* Your task
Transcribe the data in full; each line must match exactly.

-----

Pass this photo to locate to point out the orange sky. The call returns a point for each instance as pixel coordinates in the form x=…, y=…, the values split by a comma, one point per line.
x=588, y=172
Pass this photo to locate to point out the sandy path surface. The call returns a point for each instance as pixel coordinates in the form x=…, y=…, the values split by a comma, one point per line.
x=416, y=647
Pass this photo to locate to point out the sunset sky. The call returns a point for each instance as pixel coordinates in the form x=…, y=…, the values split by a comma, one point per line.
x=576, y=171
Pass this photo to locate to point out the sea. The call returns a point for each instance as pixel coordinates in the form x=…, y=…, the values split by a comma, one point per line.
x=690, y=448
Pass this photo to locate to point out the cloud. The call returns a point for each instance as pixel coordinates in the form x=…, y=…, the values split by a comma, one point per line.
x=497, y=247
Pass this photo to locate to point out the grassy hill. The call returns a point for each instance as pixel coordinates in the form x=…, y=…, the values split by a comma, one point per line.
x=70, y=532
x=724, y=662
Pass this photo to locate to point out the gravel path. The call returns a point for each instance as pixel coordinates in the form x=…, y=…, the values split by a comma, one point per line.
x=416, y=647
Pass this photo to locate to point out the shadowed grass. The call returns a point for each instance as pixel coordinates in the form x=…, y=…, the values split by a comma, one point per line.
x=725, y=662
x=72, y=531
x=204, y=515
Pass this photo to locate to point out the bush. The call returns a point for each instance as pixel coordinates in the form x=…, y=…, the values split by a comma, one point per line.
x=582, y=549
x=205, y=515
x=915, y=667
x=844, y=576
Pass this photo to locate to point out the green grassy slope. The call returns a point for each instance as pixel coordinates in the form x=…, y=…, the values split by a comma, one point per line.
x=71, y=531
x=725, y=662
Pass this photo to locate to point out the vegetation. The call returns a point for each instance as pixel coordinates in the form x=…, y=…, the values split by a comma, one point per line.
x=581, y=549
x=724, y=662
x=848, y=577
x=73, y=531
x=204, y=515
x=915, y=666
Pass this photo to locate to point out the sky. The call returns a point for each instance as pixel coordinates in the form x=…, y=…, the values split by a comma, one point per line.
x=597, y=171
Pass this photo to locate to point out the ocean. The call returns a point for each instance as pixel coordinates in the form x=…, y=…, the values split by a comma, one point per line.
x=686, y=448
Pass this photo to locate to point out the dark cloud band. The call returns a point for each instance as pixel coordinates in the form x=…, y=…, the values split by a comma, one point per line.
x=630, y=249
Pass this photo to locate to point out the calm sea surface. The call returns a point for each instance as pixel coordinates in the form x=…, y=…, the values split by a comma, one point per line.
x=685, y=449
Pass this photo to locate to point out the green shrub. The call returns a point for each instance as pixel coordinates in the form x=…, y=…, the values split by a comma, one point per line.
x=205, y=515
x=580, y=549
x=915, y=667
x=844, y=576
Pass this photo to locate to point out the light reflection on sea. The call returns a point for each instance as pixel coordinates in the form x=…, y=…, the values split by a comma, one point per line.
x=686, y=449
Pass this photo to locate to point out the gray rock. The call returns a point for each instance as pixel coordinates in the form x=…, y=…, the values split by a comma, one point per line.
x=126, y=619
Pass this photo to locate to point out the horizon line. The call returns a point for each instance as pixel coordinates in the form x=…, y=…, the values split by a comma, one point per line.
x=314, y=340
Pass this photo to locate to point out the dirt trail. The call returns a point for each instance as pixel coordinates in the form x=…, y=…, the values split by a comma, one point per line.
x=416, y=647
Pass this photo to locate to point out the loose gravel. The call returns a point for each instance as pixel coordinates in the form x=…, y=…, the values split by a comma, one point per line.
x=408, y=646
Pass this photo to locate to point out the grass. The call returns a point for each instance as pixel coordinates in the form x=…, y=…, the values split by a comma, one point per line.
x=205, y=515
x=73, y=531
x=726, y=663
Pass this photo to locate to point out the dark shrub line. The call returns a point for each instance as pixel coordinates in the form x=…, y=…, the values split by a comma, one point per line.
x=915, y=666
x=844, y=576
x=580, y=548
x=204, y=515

-----

* Result for this task
Pass this photo to locate to point out the orange sky. The call returns a point for each instance as pixel coordinates in the form x=…, y=…, the values split by a comma, one point per line.
x=588, y=172
Pass this photo to locate to point out the sandy path surface. The call returns a point for each instance as pixel coordinates in the form x=…, y=…, the values split by a comma, one point per line.
x=416, y=647
Pass this photo to locate to point out the sunset sky. The call returns a point for each instance as pixel coordinates in the form x=…, y=…, the values split by a comma, one point per line.
x=576, y=171
Pass this photo to locate to point out the sea. The call returns a point for each instance as pixel coordinates in the form x=…, y=…, the values split by a comma, one point per line.
x=690, y=448
Pass this photo to locate to point out the cloud. The call returns a point for each instance as pixel coordinates in the form x=…, y=…, the values split by a comma, one point per line.
x=497, y=247
Pass this photo to locate to point out the grassy hill. The call returns a point for each instance as pixel coordinates in the form x=…, y=…, the values split by a comma, one point per line.
x=70, y=532
x=724, y=662
Pass this photo to locate to point out the gravel path. The call returns a point for each instance as pixel coordinates in the form x=…, y=…, the values split by a comma, one point per line.
x=416, y=647
Pass this photo to locate to point out the shadowed grass. The call returns a point for each instance as pixel coordinates in the form x=…, y=…, the values split by a comma, one point per line.
x=725, y=662
x=72, y=531
x=204, y=515
Pass this photo to locate to point out the bush. The call returns a point for each instance as pixel coordinates in the form x=…, y=…, the values split by a comma, one point per line.
x=582, y=549
x=205, y=515
x=915, y=667
x=844, y=576
Pass this photo to locate to point out the green grassy slope. The call returns a point for each instance as pixel coordinates in the form x=…, y=…, the values split by a comma, one point per line.
x=71, y=531
x=725, y=662
Pass this photo to locate to point out the vegetation. The call returns a point for each instance as pixel coordinates in the form x=…, y=…, the values split by a comma, one point per line.
x=581, y=549
x=724, y=662
x=848, y=577
x=73, y=531
x=204, y=515
x=915, y=666
Pass this photo to locate to point out the sky. The call returns a point for each instance as pixel coordinates in the form x=…, y=…, the values split by a comma, one point per line.
x=597, y=171
Pass this photo to locate to point out the ocean. The call returns a point for each instance as pixel coordinates in the form x=…, y=…, the values split by a comma, one point per line.
x=686, y=448
Pass this photo to locate to point out the dark cloud band. The call returns a point for each instance as pixel coordinates in the form x=…, y=…, the values split by a comma, one point per line.
x=630, y=249
Pass this photo to locate to point out the calm sea surface. The call returns a point for each instance as pixel coordinates in the form x=…, y=…, the values split by a comma, one point per line.
x=685, y=449
Pass this photo to locate to point out the green shrub. The call returns a point for each instance as pixel coordinates in the form x=…, y=…, the values split by a comma, one point per line.
x=205, y=515
x=580, y=549
x=915, y=667
x=844, y=576
Pass this photo to locate to point out the light reflection on sea. The call returns a point for each instance as pixel coordinates in the form x=…, y=…, the values split by a comma, one point per line.
x=686, y=449
Pass this photo to locate to point out the gray rock. The call returns a point for each instance as pixel coordinates in the form x=…, y=…, the values split by a comma, one point per line.
x=126, y=619
Pass this photo to locate to point out the horizon line. The call returns a point for each instance as pixel coordinates in the form x=…, y=…, the values split by a comma, one point per line.
x=314, y=340
Pass this photo to locate to point out the dirt trail. The call returns a point for each instance as pixel coordinates in the form x=…, y=…, the values split by a comma, one point per line.
x=416, y=647
Pass this photo to locate to point out the loose gravel. The call returns a point for each instance as pixel coordinates in the form x=…, y=…, the values split by a comma, one point per line.
x=408, y=646
Pass this photo to locate to point out the grass. The call returns a point for each instance as pixel coordinates in the form x=…, y=…, the values split by a comma, one point per line.
x=205, y=515
x=73, y=531
x=726, y=663
Pass this photo to locate to point out the dark shrub line. The call returns a point for each instance as pixel coordinates in the form x=…, y=…, the values split by a comma, one point per line.
x=915, y=666
x=844, y=576
x=580, y=548
x=204, y=515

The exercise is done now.